__WORK INSTRUCTION__: Exactly reproduce the line that contains "Target: building facade" and all lines after it in the entries below, through the very last line.

__SOURCE DATA__:
--- START ---

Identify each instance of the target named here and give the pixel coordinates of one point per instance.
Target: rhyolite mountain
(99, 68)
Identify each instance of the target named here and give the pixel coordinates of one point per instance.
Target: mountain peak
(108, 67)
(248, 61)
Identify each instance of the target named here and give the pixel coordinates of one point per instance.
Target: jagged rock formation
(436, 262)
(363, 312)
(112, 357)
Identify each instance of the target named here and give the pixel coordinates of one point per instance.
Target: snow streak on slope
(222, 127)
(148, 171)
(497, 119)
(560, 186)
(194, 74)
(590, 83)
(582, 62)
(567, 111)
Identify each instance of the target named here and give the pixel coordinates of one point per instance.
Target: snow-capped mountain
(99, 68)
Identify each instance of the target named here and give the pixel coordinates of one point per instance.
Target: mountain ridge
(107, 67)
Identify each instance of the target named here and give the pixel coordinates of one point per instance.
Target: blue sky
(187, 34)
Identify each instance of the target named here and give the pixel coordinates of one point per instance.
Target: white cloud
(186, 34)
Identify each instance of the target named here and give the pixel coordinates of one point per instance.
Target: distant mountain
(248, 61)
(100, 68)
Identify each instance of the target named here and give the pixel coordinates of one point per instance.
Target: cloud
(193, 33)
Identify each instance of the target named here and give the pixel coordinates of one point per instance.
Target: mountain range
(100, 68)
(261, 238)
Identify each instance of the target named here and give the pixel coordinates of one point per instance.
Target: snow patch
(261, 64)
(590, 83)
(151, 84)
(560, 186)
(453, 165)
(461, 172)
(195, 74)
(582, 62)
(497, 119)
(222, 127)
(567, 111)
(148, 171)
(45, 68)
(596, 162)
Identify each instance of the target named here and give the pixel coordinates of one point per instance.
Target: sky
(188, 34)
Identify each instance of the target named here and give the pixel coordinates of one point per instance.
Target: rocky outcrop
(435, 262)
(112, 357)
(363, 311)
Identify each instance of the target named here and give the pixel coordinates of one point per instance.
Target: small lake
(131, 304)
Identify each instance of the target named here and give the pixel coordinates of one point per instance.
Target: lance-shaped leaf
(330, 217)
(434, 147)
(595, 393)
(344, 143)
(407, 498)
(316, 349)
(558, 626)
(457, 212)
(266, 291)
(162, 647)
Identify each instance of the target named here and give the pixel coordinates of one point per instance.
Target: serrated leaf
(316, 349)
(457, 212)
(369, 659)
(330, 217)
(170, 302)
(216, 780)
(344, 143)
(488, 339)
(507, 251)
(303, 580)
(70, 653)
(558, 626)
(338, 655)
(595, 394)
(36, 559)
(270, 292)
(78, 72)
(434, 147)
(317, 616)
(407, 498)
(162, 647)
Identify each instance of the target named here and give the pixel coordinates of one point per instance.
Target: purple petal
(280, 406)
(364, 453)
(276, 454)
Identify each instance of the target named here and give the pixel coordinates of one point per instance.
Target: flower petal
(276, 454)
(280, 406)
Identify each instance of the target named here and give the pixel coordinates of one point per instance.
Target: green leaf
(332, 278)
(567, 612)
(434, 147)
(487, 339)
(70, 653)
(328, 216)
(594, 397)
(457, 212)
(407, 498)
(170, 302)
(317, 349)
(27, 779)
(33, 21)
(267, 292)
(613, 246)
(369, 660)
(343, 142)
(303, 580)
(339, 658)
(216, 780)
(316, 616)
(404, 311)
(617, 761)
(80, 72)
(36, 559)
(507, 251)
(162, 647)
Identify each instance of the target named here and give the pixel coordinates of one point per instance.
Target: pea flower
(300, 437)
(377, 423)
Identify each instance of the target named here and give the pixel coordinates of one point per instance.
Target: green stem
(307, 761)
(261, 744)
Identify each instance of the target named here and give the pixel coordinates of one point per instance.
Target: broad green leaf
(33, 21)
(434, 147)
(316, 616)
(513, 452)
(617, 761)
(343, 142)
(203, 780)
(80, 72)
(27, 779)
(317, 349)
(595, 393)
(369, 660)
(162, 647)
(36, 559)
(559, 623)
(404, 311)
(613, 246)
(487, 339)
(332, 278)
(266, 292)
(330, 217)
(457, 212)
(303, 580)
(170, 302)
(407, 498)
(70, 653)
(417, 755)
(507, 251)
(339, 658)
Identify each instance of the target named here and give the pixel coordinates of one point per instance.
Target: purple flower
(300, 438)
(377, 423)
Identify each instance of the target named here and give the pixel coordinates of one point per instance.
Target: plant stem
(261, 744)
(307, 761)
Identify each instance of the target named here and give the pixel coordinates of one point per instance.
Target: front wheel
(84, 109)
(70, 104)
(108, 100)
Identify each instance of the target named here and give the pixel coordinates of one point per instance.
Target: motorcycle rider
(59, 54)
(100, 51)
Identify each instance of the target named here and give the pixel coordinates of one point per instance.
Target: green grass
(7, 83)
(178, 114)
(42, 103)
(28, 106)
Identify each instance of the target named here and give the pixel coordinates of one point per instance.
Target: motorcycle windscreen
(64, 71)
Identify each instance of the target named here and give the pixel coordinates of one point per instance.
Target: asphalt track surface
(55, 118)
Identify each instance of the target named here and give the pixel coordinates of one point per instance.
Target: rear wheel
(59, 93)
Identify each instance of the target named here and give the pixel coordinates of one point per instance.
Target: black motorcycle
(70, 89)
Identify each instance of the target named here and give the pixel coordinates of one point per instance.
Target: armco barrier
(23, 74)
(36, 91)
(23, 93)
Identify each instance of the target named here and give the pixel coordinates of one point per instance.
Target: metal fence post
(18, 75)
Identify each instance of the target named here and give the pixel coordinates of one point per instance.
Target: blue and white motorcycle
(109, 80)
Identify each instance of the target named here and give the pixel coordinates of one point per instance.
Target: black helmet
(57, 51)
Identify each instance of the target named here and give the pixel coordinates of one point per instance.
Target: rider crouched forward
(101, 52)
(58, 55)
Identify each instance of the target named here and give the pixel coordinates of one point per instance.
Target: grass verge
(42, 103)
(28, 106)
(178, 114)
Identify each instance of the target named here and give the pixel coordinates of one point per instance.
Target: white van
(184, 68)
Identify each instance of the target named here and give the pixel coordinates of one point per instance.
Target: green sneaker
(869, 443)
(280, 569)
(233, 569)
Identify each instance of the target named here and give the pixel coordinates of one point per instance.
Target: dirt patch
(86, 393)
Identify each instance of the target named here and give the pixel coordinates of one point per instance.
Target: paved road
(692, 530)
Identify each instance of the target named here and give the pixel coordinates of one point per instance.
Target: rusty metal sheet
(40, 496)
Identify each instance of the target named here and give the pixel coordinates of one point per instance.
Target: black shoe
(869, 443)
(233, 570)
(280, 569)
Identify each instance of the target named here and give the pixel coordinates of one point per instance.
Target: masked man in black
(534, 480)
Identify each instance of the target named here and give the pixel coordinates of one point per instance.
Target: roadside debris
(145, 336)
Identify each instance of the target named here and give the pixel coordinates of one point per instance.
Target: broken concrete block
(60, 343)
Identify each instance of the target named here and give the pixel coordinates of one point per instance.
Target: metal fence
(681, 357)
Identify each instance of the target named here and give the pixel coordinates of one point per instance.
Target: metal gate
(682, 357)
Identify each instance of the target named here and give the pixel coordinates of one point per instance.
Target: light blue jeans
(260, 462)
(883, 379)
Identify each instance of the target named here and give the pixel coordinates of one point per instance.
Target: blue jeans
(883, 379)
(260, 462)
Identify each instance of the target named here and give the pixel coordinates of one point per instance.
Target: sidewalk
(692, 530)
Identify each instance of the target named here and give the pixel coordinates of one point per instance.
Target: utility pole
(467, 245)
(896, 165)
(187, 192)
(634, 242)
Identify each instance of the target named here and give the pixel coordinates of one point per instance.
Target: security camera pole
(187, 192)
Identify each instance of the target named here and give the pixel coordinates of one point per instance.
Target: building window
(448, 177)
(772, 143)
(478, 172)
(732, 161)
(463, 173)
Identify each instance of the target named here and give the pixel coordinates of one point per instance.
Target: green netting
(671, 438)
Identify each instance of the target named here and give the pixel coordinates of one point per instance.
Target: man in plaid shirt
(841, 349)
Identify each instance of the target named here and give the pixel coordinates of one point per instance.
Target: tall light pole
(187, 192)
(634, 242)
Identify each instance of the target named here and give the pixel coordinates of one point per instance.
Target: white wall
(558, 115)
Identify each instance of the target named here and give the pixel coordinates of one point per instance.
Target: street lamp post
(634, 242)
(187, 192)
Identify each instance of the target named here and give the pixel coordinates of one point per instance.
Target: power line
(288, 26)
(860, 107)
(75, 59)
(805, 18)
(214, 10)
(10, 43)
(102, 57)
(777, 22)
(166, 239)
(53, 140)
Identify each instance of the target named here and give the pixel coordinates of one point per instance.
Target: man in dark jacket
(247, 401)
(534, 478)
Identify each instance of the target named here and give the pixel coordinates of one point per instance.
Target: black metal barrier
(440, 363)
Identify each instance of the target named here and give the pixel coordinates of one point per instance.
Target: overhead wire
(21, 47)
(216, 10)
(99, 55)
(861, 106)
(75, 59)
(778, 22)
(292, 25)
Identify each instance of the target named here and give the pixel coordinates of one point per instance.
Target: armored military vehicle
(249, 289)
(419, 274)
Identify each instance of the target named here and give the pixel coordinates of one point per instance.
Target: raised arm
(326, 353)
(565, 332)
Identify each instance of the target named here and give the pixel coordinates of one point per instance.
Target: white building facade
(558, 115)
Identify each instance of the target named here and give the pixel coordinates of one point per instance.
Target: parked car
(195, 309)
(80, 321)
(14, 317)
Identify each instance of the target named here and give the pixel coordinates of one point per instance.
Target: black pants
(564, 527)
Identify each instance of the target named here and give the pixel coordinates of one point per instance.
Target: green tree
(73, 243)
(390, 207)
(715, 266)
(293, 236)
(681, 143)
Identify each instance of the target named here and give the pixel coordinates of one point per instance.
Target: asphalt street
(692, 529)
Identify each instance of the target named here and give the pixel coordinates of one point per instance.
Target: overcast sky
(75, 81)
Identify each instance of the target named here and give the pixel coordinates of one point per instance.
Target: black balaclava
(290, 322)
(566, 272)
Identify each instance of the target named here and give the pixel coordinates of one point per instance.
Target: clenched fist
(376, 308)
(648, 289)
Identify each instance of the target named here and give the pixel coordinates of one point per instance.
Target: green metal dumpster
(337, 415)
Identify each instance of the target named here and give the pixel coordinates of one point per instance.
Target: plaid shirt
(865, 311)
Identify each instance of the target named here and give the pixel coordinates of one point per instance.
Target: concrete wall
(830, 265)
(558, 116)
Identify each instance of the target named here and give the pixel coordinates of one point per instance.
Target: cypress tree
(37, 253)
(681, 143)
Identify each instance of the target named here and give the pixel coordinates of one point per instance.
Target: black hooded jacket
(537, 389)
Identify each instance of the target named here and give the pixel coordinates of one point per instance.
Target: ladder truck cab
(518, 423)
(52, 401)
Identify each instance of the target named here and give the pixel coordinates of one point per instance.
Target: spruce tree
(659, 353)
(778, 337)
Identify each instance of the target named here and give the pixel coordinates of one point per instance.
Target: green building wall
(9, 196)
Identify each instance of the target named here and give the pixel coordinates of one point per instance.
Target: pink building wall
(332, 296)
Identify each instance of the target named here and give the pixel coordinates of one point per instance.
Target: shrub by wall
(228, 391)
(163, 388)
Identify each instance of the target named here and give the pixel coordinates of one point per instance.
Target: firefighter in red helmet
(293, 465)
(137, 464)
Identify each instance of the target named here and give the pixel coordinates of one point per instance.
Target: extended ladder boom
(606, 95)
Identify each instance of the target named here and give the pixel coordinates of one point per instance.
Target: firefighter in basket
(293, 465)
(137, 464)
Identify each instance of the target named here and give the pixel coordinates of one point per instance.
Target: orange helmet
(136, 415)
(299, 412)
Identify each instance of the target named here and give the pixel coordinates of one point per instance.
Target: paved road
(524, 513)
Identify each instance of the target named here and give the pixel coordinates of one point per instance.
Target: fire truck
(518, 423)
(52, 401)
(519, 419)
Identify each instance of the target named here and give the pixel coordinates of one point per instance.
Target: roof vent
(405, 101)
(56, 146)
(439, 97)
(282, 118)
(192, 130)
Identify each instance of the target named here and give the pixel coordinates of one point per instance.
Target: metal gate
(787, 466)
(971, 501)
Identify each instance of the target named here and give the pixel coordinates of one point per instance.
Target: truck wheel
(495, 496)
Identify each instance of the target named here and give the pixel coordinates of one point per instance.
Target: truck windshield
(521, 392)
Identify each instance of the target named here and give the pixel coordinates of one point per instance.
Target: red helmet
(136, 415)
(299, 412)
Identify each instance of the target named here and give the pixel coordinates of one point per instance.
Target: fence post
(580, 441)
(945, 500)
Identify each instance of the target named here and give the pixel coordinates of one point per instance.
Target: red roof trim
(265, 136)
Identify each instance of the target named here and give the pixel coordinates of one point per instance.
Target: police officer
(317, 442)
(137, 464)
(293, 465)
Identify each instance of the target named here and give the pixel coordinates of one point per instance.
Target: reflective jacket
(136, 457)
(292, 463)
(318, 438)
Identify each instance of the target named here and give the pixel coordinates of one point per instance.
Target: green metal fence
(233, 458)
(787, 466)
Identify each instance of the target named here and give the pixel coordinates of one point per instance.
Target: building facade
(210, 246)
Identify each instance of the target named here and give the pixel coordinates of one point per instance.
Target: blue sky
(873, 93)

--- END ---

__REPLY__:
Target: building facade
(210, 246)
Identify each instance of the target named here and give the pixel coordinates of one point per instance.
Target: blue sky
(873, 93)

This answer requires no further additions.